>> BEGIN Text to read

Bandung High Tech Valley (BHTV) is an initiative to foster technology-based business and industries in Bandung region. It aims to be the Silicon Valley of Indonesia.

The BHTV initiative was originated from Ministry of Industry and Trade of Indonesia as a mean to increase electronics export. It was started in 1986, but was forgotten when Indonesia faced economy crisis in 1997. It was then restarted by some people in Institut Teknologi Bandung.

Location
Bandung is chosen for the project because it has been known to have research centers and educations in technology and science through Institut Teknologi Bandung, founded during the Dutch East Indies period in 1920. In the course of time, graduated students and researchers from the university have contributed into the development in several technology-based companies located in Bandung. That includes PT Telkom (telecommunication company: the headquarters and research center), PT Inti (electronics and telecommunication manufacturer), LEN (National Electronic Institute), Omedata (IC bonding and packaging), PT Dirgantara Indonesia (formerly IPTN, the only aircraft industry in Indonesia), PT Kereta Api Indonesia (state-owned railroad and train production company) and several small local companies.

>> END Text to read
>> BEGIN Material provided

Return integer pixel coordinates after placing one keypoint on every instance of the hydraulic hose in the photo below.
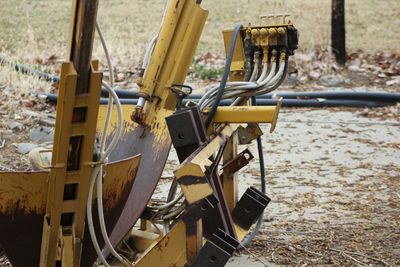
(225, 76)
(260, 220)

>> END Material provided
>> BEGIN Material provided

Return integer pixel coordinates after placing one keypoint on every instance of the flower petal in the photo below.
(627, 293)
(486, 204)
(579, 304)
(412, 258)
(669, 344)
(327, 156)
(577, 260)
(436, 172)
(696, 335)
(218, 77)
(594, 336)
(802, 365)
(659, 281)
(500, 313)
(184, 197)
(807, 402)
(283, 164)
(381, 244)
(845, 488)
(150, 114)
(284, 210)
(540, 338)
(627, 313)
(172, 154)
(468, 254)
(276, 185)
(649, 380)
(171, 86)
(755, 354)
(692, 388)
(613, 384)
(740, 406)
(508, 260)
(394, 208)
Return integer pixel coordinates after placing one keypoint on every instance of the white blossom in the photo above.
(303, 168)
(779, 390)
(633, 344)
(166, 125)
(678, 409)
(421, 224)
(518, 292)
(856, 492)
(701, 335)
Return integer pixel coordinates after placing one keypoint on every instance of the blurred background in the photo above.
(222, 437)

>> END Material provided
>> BEGIN Material provided

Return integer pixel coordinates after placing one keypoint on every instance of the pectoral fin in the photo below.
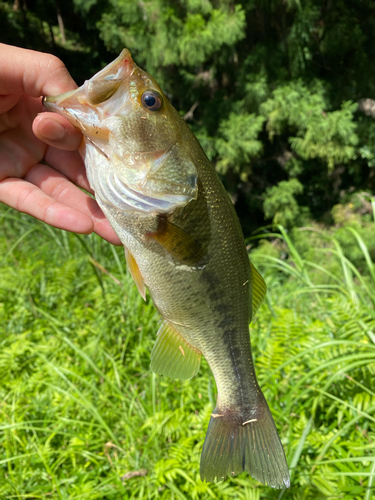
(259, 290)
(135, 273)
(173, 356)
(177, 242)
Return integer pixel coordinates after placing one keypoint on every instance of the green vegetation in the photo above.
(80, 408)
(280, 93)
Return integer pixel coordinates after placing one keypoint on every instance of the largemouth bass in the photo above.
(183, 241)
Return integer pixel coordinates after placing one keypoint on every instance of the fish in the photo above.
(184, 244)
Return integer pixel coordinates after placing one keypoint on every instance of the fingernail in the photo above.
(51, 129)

>> END Material provided

» **What to work on**:
A. Reproduce the Bandung High Tech Valley text between "Bandung High Tech" and "Institut Teknologi Bandung.", inclusive, substituting "program" for "initiative".
B. Extend the text about Bandung High Tech Valley past its final sentence.

» **Results of the exercise**:
A.
Bandung High Tech Valley (BHTV) is an program to foster technology-based business and industries in Bandung region. It aims to be the Silicon Valley of Indonesia.

The BHTV program was originated from Ministry of Industry and Trade of Indonesia as a mean to increase electronics export. It was started in 1986, but was forgotten when Indonesia faced economy crisis in 1997. It was then restarted by some people in Institut Teknologi Bandung.

B.
History
The main focus of current BHTV initiative is to help small tech companies to start in Bandung. Another activity is to attract multinational companies to invest in research and development in the region. Talks have been initiated with some big and small companies.

In 2004, there was a BHTV expo, in which 70 companies (mostly in IT) took part.

On February 10, 2006, BHTV Foundation has been legally founded by four ITB faculty members to further oversee the development of BHTV.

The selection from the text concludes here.